5. ( artikel 69 lid 2 Algemene Wet inzake Rijksbelastingen (vennootschapsbelasting))
[naam bedrijf 1] op één of meer tijdstippen in of omstreeks de periode 1 juni 2009 tot en
met 30 januari 2013, althans op een of meer tijdstippen in de periode 1 juni 2009 tot en met 30 januari 2013, in de gemeente [pleegplaats 1] en/of [pleegplaats 8] en/of [pleegplaats 2] en/of [pleegplaats 4] en/of [pleegplaats 3] en/of [pleegplaats 13] , althans in Nederland,
tezamen en in vereniging met andere(n) rechtsperso(o)n(en) en/of natuurlijk(e)
perso(o)n(en), althans alleen
meermalen althans eenmaal, (telkens) opzettelijk (een) bij de belastingwet voorziene
aangifte als bedoeld in de Algemene Wet inzake Rijksbelastingen, te weten de aangiften
vennootschapsbelasting ten name van [naam bedrijf 1] over de aangiftetijdvak(ken)
- 2007 en/of 2008 en/of 2009 en/of 2010 en/of 2011 en/of 2012
onjuist of onvolledig heeft gedaan aan de Inspecteur der Belastingen van de
Belastingdienst,
welke onjuistheid of onvolledigheid hierin bestaat dat in genoemde aangiftebiljetten
- ( een) onjuist(e)bedrag(en) aan ondernemingswinst, althans een te laag bedrag aan
vennootschapsbelasting en/of
- ( een) onjuist(e) bedrag(en) aan belastbare winst en/of
- door middel van een valse en/of vervalste bedrijfsadministratie te lage belastbare
bedragen was vermeld / opgegeven / aangegeven;
terwijl dat feit (telkens) ertoe strekte dat te weinig belasting werd geheven;
zulks terwijl hij, verdachte, al dan niet in vereniging met een of meer anderen, tot
bovenomschreven strafba(a)r(e) feit(en) opdracht heeft gegeven, dan wel feitelijke
leiding heeft gegeven aan boven omschreven verboden gedraging(en);
De in deze tenlastelegging gebruikte termen en uitdrukkingen worden, voorzover
daaraan in de Algemene Wet inzake Rijksbelastingen bepaalde betekenis is
gegeven, geacht in dezelfde betekenis te zijn gebezigd;
6. ( artikel 13 lid 1 jo art. 55 lid 1 Wet Wapens en Munitie)

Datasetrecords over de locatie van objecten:
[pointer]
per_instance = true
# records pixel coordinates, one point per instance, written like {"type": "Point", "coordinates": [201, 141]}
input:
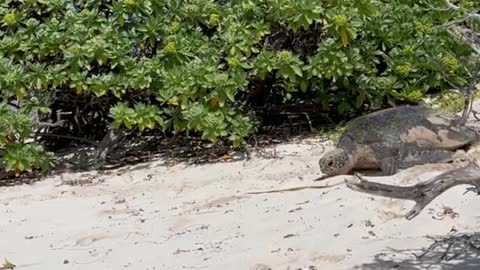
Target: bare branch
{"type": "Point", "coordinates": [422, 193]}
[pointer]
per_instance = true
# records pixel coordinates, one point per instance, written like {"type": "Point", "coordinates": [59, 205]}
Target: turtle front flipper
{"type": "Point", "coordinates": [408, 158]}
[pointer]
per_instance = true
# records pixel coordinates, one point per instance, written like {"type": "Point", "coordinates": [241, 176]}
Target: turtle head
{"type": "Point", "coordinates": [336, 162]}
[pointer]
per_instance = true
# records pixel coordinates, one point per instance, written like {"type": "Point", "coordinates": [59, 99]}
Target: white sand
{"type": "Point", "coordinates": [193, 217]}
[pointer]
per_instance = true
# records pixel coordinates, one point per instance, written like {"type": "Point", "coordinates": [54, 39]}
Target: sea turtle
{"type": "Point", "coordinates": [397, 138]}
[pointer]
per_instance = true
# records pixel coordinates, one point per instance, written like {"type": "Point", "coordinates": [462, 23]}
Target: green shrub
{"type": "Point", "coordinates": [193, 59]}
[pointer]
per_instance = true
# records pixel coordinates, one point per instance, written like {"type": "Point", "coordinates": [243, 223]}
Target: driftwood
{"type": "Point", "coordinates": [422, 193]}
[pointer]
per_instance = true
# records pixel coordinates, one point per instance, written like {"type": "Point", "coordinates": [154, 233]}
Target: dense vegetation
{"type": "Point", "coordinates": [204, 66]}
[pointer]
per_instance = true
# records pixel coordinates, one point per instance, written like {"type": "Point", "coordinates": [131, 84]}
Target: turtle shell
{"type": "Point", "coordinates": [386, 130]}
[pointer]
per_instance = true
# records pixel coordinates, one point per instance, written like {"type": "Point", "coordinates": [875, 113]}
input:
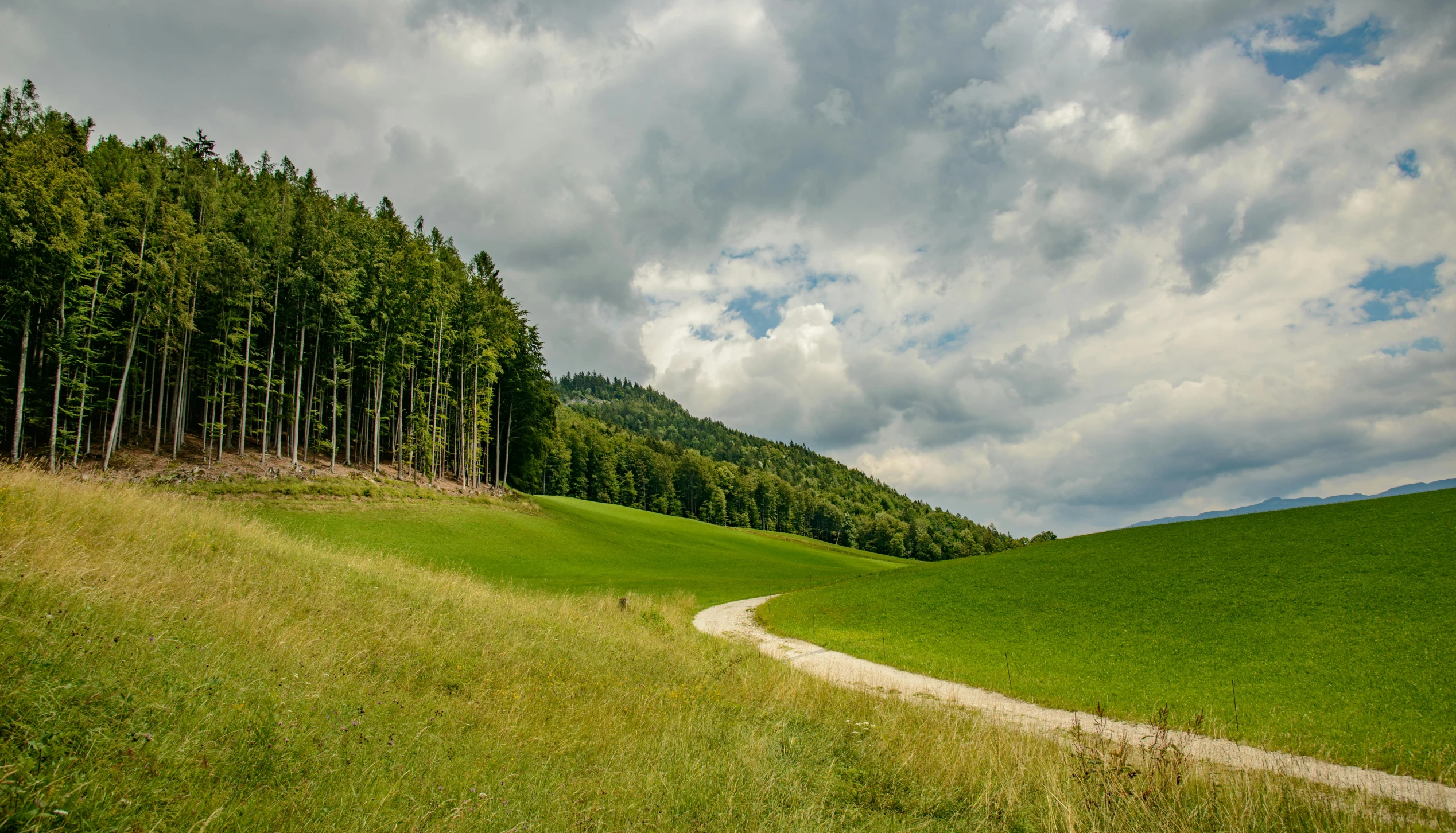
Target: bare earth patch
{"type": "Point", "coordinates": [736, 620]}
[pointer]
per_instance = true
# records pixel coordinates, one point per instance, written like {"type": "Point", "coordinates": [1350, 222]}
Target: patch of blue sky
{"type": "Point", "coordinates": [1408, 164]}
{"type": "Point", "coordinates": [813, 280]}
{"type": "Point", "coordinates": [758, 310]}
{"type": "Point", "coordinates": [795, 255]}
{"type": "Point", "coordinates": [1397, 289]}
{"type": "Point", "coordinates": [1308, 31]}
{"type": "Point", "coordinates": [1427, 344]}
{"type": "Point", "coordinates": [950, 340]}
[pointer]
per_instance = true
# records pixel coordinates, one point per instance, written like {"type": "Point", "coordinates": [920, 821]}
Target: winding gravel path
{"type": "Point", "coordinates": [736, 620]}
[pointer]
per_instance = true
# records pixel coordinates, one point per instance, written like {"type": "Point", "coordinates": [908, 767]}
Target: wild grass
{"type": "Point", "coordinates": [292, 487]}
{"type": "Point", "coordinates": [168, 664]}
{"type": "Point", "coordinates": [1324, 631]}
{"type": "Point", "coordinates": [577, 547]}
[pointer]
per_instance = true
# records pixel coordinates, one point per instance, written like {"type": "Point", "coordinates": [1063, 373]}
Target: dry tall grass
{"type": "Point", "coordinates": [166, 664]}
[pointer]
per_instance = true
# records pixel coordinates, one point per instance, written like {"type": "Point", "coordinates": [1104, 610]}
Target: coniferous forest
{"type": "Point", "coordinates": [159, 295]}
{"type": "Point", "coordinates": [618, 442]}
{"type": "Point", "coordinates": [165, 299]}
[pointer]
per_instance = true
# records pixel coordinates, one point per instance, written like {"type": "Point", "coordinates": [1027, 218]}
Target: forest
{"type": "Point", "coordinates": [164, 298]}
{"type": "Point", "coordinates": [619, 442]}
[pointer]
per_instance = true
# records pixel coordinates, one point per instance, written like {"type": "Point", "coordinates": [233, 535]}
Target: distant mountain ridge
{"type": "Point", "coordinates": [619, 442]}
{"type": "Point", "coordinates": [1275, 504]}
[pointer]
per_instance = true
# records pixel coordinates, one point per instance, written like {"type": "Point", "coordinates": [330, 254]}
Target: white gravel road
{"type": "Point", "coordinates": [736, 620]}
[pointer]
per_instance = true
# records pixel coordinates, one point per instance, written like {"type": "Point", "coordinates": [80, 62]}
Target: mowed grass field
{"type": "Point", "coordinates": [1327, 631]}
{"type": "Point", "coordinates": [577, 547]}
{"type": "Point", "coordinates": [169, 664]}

> Korte oefening 1
Bij wie werden de aangiften volgens de tenlastelegging onjuist of onvolledig gedaan?
> Korte oefening 2
Herhaal woordelijk het stuk uit de tenlastelegging dat begint met "perso(o)n(en), althans alleen" en doorloopt tot en met "over de aangiftetijdvak(ken)".
Deze records komen uit een andere bron.

> Antwoord 1
Bij de Inspecteur der Belastingen van de Belastingdienst.

> Antwoord 2
perso(o)n(en), althans alleen
meermalen althans eenmaal, (telkens) opzettelijk (een) bij de belastingwet voorziene
aangifte als bedoeld in de Algemene Wet inzake Rijksbelastingen, te weten de aangiften
vennootschapsbelasting ten name van [naam bedrijf 1] over de aangiftetijdvak(ken)